* _WORK TO BE COMPLETED_: Please shift every coordinate in the answers up by 146 while writing out each line of the material from the line containing "In the following UI screenshot, locate the crossing" through the line containing "xmin=0 ymin=19 xmax=36 ymax=48". Leave the pictures out.

* _RECORDS PROVIDED_:
========================================================================
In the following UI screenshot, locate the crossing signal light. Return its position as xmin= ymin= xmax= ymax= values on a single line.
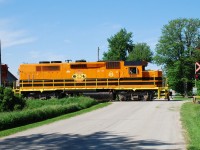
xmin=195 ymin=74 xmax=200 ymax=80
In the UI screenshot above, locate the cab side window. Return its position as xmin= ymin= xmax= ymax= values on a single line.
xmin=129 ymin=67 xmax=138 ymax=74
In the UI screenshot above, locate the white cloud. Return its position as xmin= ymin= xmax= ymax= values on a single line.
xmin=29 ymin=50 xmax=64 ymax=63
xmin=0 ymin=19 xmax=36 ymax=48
========================================================================
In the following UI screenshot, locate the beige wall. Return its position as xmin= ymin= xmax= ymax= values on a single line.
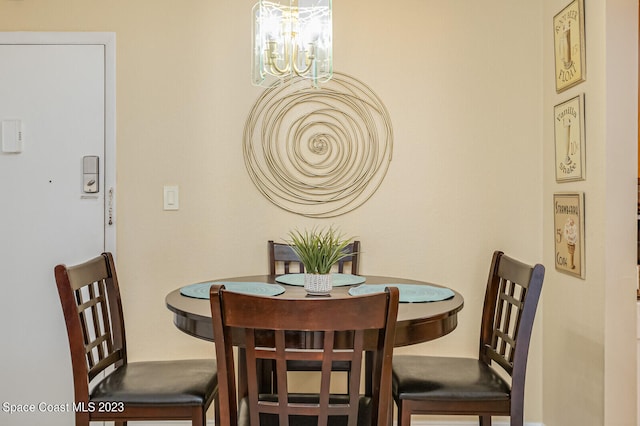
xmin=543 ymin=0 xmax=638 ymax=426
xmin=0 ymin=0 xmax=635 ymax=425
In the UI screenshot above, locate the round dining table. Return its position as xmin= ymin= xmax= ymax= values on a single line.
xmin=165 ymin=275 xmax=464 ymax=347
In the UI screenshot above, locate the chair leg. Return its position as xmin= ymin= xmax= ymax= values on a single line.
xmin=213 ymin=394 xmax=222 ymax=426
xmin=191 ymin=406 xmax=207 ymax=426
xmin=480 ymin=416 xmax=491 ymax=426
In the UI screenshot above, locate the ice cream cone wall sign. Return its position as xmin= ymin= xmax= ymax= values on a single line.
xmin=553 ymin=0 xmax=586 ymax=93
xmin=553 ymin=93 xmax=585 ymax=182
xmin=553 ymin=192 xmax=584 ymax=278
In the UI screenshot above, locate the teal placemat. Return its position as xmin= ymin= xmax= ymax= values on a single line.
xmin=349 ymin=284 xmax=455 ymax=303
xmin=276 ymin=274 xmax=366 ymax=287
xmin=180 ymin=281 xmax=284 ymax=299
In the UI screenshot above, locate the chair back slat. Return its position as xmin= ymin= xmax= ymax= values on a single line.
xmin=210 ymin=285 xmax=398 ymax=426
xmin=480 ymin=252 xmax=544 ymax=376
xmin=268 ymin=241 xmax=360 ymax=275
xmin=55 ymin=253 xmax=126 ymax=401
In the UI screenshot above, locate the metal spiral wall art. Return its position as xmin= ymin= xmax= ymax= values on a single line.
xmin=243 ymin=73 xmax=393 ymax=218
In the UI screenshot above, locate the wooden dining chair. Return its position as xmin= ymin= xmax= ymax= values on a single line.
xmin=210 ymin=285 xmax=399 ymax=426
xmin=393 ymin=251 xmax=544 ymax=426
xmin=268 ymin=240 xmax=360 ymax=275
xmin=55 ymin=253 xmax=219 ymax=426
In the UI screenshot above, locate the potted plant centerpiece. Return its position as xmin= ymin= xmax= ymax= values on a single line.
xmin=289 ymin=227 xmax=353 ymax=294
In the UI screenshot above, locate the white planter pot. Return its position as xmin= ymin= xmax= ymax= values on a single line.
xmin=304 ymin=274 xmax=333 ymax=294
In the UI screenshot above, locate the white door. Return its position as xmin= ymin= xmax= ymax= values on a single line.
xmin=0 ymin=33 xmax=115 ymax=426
========================================================================
* _RESPONSE TO THIS TASK_:
In the following UI screenshot, locate the crossing signal light. Return its position as xmin= ymin= xmax= ymax= values on a single line.
xmin=341 ymin=220 xmax=346 ymax=226
In the UI screenshot above, locate the cab side window. Return its position as xmin= ymin= xmax= ymax= values on a single line.
xmin=275 ymin=213 xmax=284 ymax=220
In the UI screenshot above, locate the white cloud. Return its position as xmin= ymin= xmax= ymax= values on a single line.
xmin=175 ymin=196 xmax=210 ymax=209
xmin=146 ymin=165 xmax=182 ymax=194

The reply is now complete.